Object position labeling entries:
········
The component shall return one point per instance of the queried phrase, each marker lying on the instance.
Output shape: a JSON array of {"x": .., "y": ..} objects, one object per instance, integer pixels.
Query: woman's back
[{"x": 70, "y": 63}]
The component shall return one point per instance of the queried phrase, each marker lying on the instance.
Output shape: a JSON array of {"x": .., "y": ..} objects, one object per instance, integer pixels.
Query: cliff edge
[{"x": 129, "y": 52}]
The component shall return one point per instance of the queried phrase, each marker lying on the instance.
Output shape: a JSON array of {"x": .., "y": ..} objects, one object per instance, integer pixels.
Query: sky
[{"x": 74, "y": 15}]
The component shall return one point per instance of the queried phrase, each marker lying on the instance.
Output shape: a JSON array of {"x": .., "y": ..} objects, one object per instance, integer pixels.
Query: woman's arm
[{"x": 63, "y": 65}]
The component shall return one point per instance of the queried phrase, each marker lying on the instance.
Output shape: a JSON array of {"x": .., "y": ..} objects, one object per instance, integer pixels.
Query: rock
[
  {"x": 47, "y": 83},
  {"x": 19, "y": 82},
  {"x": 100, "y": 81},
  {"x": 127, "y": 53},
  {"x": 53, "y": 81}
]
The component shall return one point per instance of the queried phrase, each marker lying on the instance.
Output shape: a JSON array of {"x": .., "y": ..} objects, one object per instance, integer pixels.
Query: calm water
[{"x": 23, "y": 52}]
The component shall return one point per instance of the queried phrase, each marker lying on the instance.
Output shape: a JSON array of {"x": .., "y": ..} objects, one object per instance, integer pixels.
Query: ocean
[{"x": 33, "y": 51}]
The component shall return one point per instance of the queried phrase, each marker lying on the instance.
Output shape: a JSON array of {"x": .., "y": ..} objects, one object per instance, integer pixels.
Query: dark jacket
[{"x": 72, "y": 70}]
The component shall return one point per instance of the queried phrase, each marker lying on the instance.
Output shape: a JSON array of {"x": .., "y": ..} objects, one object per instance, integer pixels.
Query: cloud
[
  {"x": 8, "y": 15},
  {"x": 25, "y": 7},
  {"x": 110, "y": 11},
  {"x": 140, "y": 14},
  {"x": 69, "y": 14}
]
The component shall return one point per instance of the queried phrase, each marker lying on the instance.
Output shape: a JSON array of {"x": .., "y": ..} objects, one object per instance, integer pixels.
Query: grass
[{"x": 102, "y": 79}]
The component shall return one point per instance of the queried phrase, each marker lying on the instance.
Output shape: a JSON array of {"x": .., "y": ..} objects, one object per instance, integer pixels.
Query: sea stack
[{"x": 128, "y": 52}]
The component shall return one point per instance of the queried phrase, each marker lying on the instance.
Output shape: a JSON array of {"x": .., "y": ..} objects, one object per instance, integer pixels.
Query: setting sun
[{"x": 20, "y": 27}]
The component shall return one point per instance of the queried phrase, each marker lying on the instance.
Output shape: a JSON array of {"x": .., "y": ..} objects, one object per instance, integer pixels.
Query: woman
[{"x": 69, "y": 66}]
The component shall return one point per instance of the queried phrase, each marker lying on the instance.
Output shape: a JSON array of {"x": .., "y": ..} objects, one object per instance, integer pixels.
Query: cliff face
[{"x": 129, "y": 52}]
········
__REQUEST__
Reproduce all of the records exactly.

__CORRECT RESULT__
The component shall return one point per instance of the queried phrase, each marker lying on the instance.
Output shape: a JSON array of {"x": .., "y": ..} objects, one object per instance, integer pixels.
Query: woman's back
[{"x": 70, "y": 63}]
The component shall return one point per instance of the queried phrase, each marker lying on the instance.
Output shape: a JSON array of {"x": .., "y": ..} objects, one object per instance, integer pixels.
Query: cliff edge
[{"x": 129, "y": 52}]
The component shall return one point per instance of the queried phrase, each marker lying on the instance.
Output shape: a JSON array of {"x": .., "y": ..} objects, one object per instance, integer pixels.
Query: sky
[{"x": 74, "y": 15}]
The component shall return one point per instance of the queried phrase, each marker lying on the instance.
Output shape: a JSON array of {"x": .., "y": ..} objects, one object per instance, integer pixels.
Query: woman's arm
[{"x": 63, "y": 65}]
The component shall return one point per instance of the queried phrase, each marker lying on the instance.
Output shape: a JSON array of {"x": .., "y": ..} objects, one object per instance, integer pixels.
Query: rock
[
  {"x": 47, "y": 83},
  {"x": 19, "y": 82},
  {"x": 100, "y": 81},
  {"x": 127, "y": 53},
  {"x": 53, "y": 81}
]
The component shall return one point per instance of the queried phrase, each marker lying on the instance.
Output shape: a JSON array of {"x": .., "y": ..} objects, one object per instance, integer pixels.
Query: calm water
[{"x": 23, "y": 52}]
The component shall return one point per instance of the queried phrase, each marker lying on the instance.
Output shape: a JSON array of {"x": .., "y": ..} objects, one object per instance, integer pixels.
Query: ocean
[{"x": 33, "y": 51}]
The component shall return one point per instance of the queried phrase, each marker lying on the instance.
Output shape: a JSON array of {"x": .., "y": ..} objects, one object per instance, integer pixels.
Query: dark jacket
[{"x": 72, "y": 70}]
The component shall return one point per instance of the queried phrase, each marker lying on the instance.
Output shape: a JSON array of {"x": .., "y": ..} objects, one object per instance, integer pixels.
Query: cloud
[
  {"x": 8, "y": 15},
  {"x": 25, "y": 7},
  {"x": 110, "y": 11},
  {"x": 140, "y": 14},
  {"x": 69, "y": 14}
]
The component shall return one point per instance of the queried phrase, each marker lying on the instance.
Output shape: a JSON array of {"x": .., "y": ..} objects, one object per instance, integer pixels.
Query: grass
[{"x": 102, "y": 79}]
The component shall return one point per instance of the queried phrase, each marker lying on the instance.
Output shape: a JSON array of {"x": .., "y": ..} objects, one object per instance, integer pixels.
Query: sea stack
[{"x": 128, "y": 52}]
The component shall return one point per instance of the queried phrase, each marker lying on the instance.
Output shape: a JSON array of {"x": .., "y": ..} objects, one object per instance, integer pixels.
Query: setting sun
[{"x": 20, "y": 27}]
The component shall return one point per instance of the queried phrase, each marker lying on the instance.
Output shape: a JSON array of {"x": .., "y": ..} objects, one object per instance, integer pixels.
Query: woman
[{"x": 69, "y": 66}]
The component shall return one point per instance of the queried phrase, each marker lying on the instance.
Output shape: a JSON array of {"x": .., "y": ..} objects, one object per instance, integer pixels.
Query: cliff face
[{"x": 129, "y": 52}]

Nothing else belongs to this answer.